» **Aim of the task**:
Where the line with "target = black alloy wheel" appears below, start writing out lines exactly, and finish with the line with "target = black honeycomb grille", which is included; write out nothing else.

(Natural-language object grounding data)
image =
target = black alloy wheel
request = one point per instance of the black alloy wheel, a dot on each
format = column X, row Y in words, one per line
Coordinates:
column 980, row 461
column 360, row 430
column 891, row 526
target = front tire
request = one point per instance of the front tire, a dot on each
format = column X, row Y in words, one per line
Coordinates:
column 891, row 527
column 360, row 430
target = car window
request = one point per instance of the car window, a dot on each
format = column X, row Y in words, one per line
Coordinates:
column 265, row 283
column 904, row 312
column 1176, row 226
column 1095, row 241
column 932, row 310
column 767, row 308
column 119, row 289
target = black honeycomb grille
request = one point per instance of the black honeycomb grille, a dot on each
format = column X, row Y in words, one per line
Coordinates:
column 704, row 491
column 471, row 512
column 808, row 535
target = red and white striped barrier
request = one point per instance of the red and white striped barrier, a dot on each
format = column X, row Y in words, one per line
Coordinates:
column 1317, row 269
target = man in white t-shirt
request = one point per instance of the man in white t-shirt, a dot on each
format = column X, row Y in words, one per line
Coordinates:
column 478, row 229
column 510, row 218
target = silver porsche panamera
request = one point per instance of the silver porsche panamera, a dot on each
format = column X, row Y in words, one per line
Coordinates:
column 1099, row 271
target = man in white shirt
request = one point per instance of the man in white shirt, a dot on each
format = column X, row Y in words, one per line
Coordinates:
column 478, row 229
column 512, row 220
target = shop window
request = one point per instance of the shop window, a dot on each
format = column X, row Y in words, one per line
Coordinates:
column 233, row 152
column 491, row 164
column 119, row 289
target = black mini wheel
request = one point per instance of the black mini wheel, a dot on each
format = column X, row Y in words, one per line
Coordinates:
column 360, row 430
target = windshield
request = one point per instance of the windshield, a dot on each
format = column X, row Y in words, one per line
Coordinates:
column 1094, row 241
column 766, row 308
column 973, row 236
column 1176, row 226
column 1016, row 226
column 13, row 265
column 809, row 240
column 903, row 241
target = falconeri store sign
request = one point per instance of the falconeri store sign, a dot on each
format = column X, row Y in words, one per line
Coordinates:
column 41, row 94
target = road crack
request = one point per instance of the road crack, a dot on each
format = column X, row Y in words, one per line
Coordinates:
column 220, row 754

» **Written answer**:
target = black alloy wheel
request = one point per instance of the black alloy wheel, a dot on each
format = column X, row Y in words, one per line
Coordinates:
column 980, row 461
column 360, row 430
column 891, row 526
target = front tire
request = one point per instance of the front tire, a dot on each
format = column X, row Y in words, one per line
Coordinates:
column 891, row 527
column 360, row 430
target = car window
request = one point per instance of the car window, a dot on each
format = column X, row Y in words, one per line
Coordinates:
column 265, row 283
column 904, row 312
column 1176, row 226
column 1095, row 241
column 932, row 310
column 767, row 308
column 119, row 289
target = black honeycomb grille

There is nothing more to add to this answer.